[begin Source extract]

I beg to move amendment No. 106, in page 78, leave out line 18 and insert:

'in those securities, knowing or having reasonable cause to believe that that person would deal in them on a recognised stock exchange'.

With this we may take Government amendments Nos. 107, 108 and 110.

These amendments are necessary to correct a technical defect in clause 65, making it an offence where an individual is prohibited from dealing on a recognised stock exchange to counsel or procure such dealing.

We are not convinced that this is a technical amendment. We are not very happy about the addition. I hope that the Minister will give a clearer explanation. We recognise the difficulty and technicality of such legislation. How important is the further provision in the subsection that the insider knows or believes that the person to whom the information is passed is likely to deal? What will be the effect of the addition? We are not convinced that it is necessary.

Presumably the Government's argument is that there is insufficient mens rea and that that adds to the guilty mind. However, sufficient mens rea has already been established. The individual insider, according to clause 65, has to know that he is prohibited. He has to know that he is in possession of unpublished price sensitive information.

We commend a possible alternative to the Government. If the Government argue that there is an insufficient test of mens rea in the present wording, why not create a rebuttable presumption, that by communicating the information to an outsider evidence has been given of the intention that the outsider should act on that information?

[end Source extract]

### Stated task 1:
In the debate excerpt, which clause contains the technical defect that the amendments are meant to correct?

[begin Entries]

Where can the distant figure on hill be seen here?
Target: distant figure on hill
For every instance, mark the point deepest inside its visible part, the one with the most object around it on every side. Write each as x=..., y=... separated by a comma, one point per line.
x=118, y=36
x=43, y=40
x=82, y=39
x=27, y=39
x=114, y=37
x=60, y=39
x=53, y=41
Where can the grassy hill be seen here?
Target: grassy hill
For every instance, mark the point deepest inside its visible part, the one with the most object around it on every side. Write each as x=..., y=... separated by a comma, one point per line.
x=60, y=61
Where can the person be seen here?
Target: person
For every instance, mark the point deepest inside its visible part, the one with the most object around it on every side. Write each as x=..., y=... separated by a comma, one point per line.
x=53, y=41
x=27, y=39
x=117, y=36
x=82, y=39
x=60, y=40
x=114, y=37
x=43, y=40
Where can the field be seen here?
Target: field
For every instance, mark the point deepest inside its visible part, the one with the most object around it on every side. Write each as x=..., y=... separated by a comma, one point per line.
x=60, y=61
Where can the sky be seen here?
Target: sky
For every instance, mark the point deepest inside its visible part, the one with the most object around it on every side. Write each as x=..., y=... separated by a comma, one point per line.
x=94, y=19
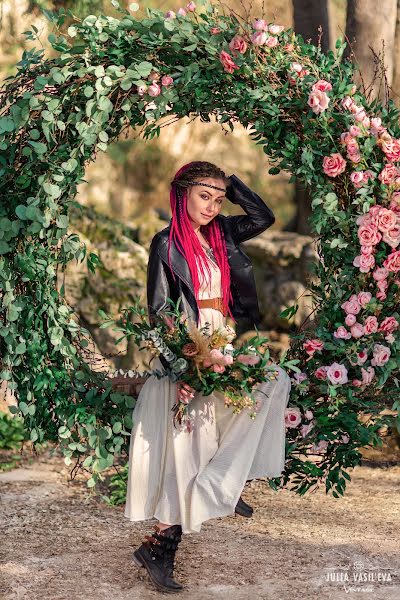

[end Entries]

### Stated task 2:
Format the lines of the records, from the line holding "Where can the sky be seen here?" through the end of the records, inclusive, as a JSON list of strings with one string per line. Skip blank lines and leave out the pictures.

### Written answer 1:
Clause 65.

### Written answer 2:
[
  "Where can the sky be seen here?",
  "Target: sky",
  "For every instance, mark the point deepest inside its visible part, the one with the most object around it on every side. Write each as x=..., y=... separated by a comma, one point per line.",
  "x=94, y=19"
]